• [Requirement]
Pull out every line of the items below that contains the word "white".

[Stored items from a collection]

=-=-=-=-=

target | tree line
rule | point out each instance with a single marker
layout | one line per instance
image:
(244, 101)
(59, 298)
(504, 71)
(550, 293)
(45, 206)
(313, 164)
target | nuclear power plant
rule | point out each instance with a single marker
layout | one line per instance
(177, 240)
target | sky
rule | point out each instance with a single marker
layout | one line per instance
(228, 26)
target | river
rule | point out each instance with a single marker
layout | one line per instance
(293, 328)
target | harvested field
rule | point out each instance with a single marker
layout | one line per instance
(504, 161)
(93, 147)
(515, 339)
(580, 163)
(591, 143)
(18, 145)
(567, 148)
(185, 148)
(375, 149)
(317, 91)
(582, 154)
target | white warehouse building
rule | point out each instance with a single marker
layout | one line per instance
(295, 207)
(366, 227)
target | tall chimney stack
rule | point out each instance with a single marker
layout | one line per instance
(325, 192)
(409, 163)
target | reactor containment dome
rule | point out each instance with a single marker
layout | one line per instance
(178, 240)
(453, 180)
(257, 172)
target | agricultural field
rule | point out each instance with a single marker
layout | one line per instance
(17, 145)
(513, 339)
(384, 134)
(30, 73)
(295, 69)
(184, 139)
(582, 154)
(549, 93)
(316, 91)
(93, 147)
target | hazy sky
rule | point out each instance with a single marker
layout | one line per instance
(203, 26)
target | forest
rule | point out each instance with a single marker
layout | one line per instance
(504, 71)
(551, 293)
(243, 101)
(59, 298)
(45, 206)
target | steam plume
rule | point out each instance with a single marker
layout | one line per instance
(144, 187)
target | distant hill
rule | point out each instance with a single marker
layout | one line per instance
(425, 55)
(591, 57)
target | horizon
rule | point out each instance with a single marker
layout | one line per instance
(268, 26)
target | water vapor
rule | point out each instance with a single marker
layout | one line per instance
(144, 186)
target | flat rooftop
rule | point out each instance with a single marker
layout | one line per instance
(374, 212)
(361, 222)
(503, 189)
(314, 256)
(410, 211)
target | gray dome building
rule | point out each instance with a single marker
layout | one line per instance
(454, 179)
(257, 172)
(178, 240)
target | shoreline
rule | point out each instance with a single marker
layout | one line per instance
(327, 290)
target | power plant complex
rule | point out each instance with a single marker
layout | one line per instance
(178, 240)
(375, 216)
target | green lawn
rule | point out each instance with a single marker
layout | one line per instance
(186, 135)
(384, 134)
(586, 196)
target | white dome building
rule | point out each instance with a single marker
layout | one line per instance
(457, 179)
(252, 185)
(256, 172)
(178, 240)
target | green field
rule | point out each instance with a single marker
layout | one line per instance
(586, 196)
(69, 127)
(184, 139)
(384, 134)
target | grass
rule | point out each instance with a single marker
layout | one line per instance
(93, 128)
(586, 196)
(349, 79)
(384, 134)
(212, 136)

=-=-=-=-=

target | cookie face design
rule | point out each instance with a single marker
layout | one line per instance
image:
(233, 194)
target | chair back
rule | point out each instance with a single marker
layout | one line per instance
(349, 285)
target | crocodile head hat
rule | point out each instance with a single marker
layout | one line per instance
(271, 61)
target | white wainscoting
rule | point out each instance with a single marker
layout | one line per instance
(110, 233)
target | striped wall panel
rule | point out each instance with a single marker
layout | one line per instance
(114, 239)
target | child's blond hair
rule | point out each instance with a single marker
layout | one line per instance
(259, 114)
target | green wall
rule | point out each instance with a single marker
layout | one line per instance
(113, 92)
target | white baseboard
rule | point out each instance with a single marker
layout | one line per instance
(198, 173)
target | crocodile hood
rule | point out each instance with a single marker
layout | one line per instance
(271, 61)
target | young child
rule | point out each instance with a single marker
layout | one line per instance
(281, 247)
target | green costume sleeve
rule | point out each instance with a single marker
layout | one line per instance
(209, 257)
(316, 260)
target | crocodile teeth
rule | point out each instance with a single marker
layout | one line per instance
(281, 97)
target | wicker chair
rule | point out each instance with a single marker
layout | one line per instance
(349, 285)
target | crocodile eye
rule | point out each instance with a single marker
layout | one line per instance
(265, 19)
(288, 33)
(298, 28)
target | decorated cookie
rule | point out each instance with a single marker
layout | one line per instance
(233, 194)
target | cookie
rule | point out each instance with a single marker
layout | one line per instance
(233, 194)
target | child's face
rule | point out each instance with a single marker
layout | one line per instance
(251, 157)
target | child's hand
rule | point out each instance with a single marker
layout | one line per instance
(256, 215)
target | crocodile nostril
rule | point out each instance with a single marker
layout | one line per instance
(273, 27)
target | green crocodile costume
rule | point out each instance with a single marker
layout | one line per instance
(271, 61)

=-=-=-=-=

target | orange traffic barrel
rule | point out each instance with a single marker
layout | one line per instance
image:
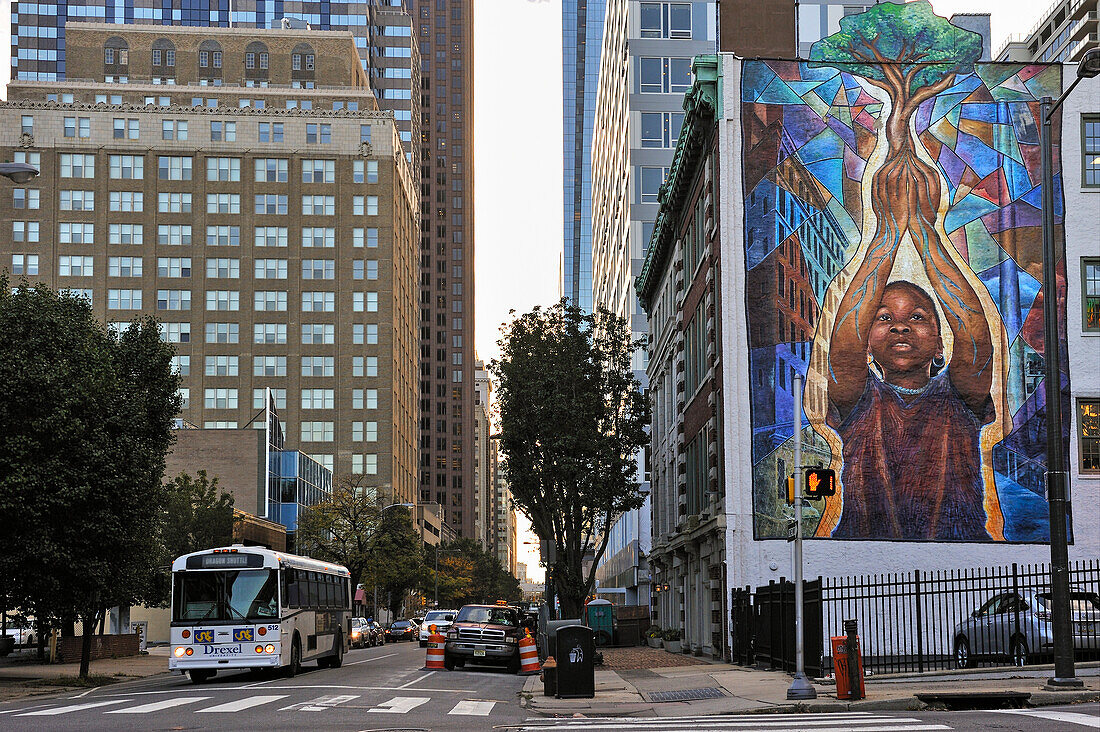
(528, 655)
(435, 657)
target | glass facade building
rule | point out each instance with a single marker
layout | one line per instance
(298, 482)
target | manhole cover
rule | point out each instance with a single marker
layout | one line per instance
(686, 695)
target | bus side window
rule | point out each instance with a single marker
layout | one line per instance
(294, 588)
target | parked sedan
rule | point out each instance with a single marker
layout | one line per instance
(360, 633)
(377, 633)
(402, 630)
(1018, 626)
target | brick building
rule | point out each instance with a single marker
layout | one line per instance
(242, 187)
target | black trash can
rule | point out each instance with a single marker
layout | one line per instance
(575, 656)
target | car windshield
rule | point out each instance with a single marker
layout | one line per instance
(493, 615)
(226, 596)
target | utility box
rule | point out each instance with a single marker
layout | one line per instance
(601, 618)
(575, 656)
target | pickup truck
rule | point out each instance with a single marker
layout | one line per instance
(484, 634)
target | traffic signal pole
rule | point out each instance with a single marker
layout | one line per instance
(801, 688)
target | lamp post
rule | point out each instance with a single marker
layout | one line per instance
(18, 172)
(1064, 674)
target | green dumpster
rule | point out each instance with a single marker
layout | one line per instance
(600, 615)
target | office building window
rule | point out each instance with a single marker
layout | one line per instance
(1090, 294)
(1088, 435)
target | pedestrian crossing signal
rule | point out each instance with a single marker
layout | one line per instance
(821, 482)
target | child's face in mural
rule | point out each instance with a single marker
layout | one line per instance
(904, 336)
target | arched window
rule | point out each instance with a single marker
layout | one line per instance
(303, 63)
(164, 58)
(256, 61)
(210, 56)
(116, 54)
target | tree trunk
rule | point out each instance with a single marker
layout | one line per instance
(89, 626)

=-=-=-=-=

• [The answer]
target | white warehouse building
target | white dome building
target | white wainscoting
target | white baseboard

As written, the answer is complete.